> Given instruction: Extract every line below that contains the word "windows", and treat uppercase and lowercase letters as distinct.

> Material provided:
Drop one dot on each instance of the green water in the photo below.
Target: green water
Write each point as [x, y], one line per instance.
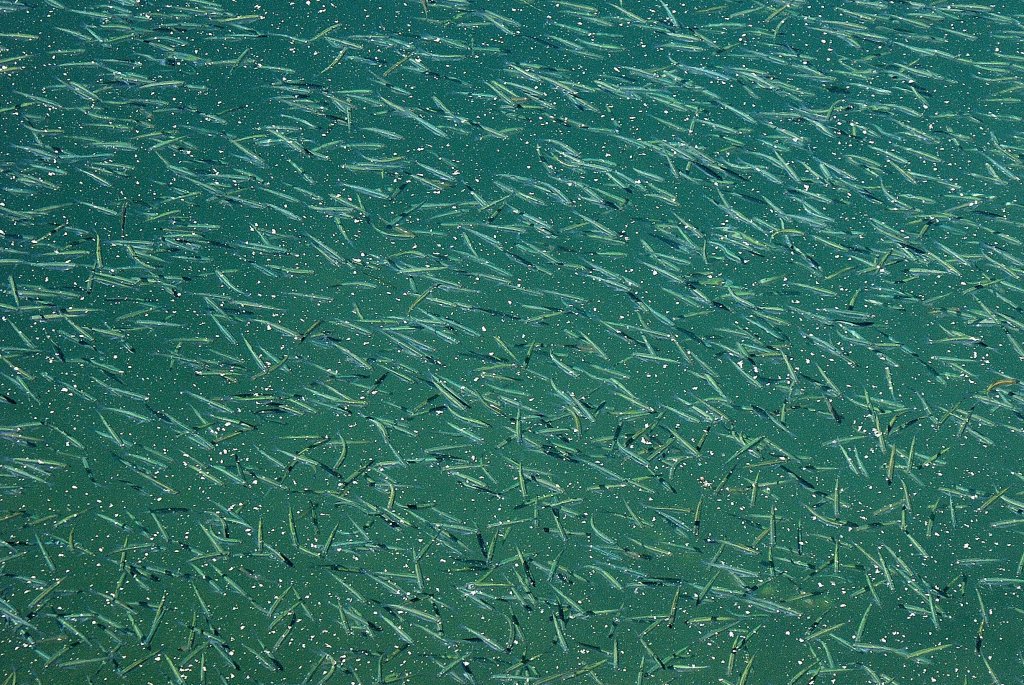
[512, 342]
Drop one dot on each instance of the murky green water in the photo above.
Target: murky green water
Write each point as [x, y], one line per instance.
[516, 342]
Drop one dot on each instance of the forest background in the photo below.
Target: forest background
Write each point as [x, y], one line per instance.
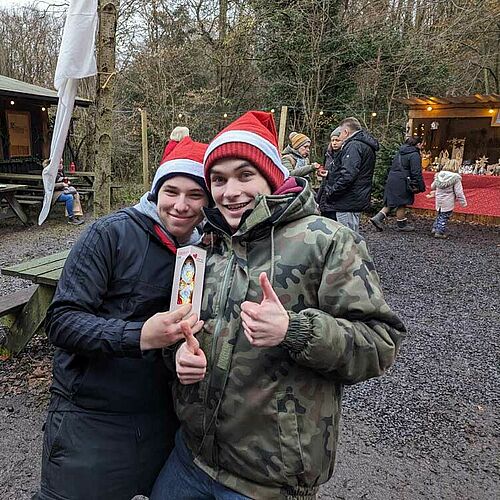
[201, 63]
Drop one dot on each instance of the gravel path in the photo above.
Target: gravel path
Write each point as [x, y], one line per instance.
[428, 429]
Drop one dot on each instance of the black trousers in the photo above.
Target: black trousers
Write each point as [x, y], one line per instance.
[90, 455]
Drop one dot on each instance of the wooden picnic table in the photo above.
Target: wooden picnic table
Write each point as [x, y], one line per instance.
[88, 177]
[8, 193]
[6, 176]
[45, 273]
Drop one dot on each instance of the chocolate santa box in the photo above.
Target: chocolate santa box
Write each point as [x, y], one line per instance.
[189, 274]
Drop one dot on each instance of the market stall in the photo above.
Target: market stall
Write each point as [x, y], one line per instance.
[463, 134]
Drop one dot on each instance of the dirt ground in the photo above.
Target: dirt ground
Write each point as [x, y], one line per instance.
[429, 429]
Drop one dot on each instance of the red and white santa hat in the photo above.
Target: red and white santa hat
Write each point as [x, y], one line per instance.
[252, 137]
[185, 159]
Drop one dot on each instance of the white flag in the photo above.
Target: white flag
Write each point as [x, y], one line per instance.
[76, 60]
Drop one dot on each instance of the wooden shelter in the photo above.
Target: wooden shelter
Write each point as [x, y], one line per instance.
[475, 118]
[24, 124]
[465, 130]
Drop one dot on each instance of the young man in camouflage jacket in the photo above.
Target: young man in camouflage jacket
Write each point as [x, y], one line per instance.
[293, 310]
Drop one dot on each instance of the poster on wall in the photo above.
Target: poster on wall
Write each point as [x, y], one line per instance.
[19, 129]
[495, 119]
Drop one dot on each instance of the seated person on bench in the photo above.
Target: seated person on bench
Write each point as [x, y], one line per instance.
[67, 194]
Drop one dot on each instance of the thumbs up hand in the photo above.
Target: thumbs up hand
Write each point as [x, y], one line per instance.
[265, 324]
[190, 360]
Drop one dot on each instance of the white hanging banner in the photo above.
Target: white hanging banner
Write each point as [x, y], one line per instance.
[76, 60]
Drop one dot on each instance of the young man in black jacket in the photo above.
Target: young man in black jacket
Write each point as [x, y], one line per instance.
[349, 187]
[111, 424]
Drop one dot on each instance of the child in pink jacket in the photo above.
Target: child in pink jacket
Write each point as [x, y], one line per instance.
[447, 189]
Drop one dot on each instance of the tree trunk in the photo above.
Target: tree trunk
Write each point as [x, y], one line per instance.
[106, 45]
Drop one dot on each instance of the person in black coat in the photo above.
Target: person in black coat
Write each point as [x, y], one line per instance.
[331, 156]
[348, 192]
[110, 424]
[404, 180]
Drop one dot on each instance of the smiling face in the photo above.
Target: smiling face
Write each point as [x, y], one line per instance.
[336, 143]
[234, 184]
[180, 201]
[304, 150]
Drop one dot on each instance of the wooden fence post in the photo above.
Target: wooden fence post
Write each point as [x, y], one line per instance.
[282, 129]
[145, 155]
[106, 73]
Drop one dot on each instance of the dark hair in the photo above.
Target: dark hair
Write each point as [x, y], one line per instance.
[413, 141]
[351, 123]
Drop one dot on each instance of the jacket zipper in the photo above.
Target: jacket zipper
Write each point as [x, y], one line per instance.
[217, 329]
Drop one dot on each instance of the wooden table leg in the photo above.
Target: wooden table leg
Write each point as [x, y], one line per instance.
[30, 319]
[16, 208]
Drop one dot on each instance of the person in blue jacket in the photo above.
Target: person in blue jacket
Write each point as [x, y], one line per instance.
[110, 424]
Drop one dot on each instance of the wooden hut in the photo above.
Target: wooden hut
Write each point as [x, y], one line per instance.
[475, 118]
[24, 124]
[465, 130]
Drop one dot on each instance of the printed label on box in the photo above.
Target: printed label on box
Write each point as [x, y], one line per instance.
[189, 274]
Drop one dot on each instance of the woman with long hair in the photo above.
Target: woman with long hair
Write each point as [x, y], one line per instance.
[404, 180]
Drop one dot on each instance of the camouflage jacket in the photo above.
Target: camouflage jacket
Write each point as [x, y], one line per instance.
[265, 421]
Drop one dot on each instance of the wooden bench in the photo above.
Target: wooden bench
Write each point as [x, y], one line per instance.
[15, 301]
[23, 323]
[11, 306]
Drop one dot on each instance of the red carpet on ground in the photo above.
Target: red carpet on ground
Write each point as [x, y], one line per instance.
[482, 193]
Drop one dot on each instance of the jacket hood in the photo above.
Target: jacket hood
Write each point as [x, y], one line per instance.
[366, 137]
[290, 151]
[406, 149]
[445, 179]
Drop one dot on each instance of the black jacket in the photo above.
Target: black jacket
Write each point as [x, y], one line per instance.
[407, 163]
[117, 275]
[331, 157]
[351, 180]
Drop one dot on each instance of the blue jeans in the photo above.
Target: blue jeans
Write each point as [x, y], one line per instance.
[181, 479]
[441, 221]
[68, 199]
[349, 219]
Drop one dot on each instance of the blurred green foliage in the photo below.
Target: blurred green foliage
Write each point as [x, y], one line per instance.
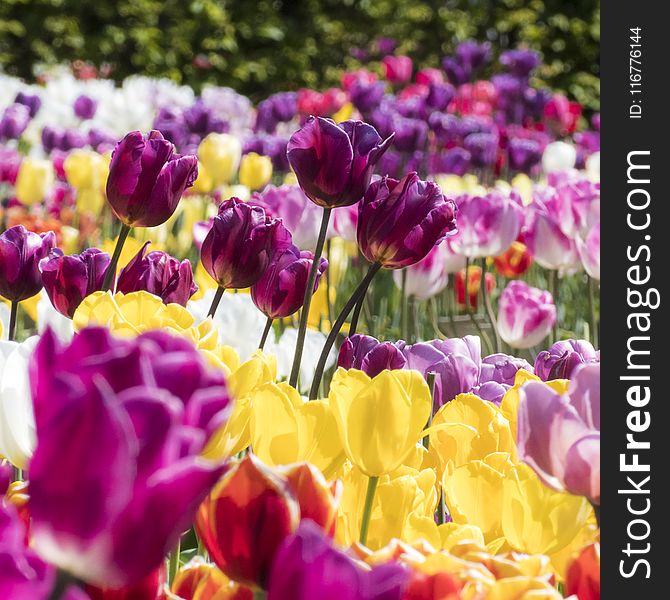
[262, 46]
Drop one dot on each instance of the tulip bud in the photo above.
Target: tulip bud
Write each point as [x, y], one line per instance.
==
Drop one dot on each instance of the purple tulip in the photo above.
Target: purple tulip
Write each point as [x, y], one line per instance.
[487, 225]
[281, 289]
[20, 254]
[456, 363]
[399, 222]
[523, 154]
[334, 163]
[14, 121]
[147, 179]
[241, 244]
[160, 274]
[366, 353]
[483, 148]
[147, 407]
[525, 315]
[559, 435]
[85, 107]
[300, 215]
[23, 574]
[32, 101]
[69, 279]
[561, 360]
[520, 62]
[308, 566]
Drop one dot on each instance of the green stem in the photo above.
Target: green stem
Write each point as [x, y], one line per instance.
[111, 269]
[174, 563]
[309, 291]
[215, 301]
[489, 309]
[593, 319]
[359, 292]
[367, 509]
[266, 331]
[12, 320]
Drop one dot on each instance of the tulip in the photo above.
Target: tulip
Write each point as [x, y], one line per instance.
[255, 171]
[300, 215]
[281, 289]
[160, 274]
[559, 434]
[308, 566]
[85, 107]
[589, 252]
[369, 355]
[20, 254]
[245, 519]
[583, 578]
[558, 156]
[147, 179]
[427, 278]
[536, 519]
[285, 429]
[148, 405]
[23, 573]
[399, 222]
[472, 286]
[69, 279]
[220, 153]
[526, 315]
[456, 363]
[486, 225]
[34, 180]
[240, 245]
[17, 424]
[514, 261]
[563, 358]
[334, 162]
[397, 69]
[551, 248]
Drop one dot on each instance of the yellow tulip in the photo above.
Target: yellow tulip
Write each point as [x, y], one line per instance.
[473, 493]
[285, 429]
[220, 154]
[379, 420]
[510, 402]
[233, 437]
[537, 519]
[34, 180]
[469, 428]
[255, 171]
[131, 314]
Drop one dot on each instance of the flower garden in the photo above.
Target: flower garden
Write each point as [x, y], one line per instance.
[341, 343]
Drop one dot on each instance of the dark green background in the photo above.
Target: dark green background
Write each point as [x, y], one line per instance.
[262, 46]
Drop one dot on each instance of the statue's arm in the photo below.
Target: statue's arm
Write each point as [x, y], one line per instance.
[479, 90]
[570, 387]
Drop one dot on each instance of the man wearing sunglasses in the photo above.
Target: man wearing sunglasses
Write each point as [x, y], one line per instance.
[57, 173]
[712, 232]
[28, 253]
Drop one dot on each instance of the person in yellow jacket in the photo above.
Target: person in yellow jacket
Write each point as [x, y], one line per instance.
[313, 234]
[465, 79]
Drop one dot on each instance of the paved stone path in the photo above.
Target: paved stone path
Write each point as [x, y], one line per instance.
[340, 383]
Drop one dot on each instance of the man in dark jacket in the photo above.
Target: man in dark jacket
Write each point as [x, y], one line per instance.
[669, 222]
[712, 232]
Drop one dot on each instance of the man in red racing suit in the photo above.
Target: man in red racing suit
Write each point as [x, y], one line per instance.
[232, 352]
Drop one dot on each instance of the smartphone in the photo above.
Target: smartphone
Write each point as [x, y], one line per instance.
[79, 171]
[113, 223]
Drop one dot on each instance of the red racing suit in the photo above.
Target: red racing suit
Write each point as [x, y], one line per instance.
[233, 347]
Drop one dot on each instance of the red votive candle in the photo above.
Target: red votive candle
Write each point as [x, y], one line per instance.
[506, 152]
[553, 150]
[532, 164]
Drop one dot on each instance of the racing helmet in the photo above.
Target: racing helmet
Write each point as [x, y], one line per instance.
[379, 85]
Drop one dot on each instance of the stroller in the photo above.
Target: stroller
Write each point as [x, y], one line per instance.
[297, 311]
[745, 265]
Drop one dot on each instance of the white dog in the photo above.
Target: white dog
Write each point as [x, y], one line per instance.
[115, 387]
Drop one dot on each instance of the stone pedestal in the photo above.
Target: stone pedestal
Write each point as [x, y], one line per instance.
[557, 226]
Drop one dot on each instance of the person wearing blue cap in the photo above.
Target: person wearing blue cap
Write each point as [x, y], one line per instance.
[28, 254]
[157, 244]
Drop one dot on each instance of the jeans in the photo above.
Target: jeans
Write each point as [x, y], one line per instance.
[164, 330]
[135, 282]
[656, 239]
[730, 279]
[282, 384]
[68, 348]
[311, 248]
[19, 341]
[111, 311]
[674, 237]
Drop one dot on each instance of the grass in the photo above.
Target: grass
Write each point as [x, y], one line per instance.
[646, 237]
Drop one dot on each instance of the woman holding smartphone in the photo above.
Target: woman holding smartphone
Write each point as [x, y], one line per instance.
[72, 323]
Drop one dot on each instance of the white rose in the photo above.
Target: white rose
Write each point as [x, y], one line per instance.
==
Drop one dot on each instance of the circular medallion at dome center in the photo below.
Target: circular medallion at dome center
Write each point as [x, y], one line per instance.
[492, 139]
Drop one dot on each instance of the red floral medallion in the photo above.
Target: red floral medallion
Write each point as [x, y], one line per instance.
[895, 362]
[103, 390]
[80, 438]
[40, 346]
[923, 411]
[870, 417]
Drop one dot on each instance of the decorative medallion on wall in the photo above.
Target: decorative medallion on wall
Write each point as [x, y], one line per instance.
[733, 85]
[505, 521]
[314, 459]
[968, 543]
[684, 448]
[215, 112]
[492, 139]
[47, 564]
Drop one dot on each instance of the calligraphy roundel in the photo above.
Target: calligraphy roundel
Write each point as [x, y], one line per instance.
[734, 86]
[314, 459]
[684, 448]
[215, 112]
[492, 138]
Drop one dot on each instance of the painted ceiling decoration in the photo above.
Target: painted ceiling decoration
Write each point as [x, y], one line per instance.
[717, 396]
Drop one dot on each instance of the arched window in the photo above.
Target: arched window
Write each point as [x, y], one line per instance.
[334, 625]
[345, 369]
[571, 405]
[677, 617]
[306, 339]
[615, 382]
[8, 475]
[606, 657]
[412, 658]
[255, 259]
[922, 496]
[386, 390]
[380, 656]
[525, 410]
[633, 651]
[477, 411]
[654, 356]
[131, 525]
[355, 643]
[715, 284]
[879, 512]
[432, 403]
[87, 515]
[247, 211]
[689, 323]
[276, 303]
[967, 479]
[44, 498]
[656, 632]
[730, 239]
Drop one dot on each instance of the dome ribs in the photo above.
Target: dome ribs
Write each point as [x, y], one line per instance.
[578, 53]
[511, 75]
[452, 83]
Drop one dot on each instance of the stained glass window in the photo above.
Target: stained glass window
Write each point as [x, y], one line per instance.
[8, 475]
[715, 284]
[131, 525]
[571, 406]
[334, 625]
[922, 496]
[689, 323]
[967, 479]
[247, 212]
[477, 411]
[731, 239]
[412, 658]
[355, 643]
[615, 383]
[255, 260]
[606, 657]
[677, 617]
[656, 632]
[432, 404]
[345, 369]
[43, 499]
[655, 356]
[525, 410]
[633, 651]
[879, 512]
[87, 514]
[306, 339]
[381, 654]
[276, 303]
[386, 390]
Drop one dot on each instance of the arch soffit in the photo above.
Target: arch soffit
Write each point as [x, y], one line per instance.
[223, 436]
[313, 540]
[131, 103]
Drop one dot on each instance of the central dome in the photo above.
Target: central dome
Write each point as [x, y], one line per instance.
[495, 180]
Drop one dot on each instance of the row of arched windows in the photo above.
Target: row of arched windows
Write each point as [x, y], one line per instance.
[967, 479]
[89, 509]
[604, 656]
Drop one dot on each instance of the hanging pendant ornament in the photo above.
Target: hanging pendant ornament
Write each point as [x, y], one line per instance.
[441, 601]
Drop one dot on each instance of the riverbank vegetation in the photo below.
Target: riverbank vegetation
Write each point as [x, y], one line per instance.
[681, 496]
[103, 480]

> Answer to this exercise:
Drop one dot on each instance of the row of arched windows in the photo above.
Target: row of arched windows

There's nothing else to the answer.